Tuesday, May 26, 2015

Understanding the Small Business Plan Financials

Trying to get a business loan, the lender will require among other things a business plan. One should not panic, there are plenty of resources on the web and off-line that can help. Really, a business plan is just a plan that shows the lender one has done their research and developed a reasonable plan to make their business a success. The primary difficulty with the business plan is the financials. Even experienced entrepreneurs sometimes have trouble with their financials. The following is a quick synopsis of what the three financials in a business plan are in relation to a business. These financials are an income statement, a cash flow statement, and a balance sheet.

The income statement is also known as a profit and loss statement (P&L statement). The intent of an income statement is to show how much net profit the business is or will be generating. It may be one of the simplest of statements because it calculates first a business's gross profits. Gross profit is revenue minus cost of goods. Then the statement begins to account for the other business expenses like payroll, rent, utilities, advertising, etc. Once that is calculated and subtracted from gross profit, it leaves the net profit. This will be an important figure for a lender.

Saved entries
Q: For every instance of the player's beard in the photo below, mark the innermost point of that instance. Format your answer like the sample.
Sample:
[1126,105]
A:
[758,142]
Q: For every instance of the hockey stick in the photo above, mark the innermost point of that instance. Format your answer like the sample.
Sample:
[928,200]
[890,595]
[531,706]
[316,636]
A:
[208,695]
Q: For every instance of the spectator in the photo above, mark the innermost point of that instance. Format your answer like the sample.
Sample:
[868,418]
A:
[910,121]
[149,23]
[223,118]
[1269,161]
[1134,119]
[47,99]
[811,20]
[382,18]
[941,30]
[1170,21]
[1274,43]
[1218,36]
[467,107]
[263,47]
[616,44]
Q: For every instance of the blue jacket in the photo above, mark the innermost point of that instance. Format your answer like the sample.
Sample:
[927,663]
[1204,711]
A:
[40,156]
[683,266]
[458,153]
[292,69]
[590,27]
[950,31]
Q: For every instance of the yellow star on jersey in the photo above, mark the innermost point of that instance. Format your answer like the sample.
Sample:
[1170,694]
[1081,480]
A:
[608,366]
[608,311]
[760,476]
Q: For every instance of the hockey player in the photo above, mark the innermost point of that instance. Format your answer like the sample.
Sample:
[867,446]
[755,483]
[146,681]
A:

Set problem 1 |
Print the passage from the small business plan financials post, between "Understanding the Small" and "a balance sheet.", inclusive.
Set problem 2 |
In the small business plan financials post, how is gross profit calculated?

Reply 1 |
Understanding the Small Business Plan Financials

Trying to get a business loan, the lender will require among other things a business plan. One should not panic, there are plenty of resources on the web and off-line that can help. Really, a business plan is just a plan that shows the lender one has done their research and developed a reasonable plan to make their business a success. The primary difficulty with the business plan is the financials. Even experienced entrepreneurs sometimes have trouble with their financials. The following is a quick synopsis of what the three financials in a business plan are in relation to a business. These financials are an income statement, a cash flow statement, and a balance sheet.

Reply 2 |
Gross profit is revenue minus cost of goods.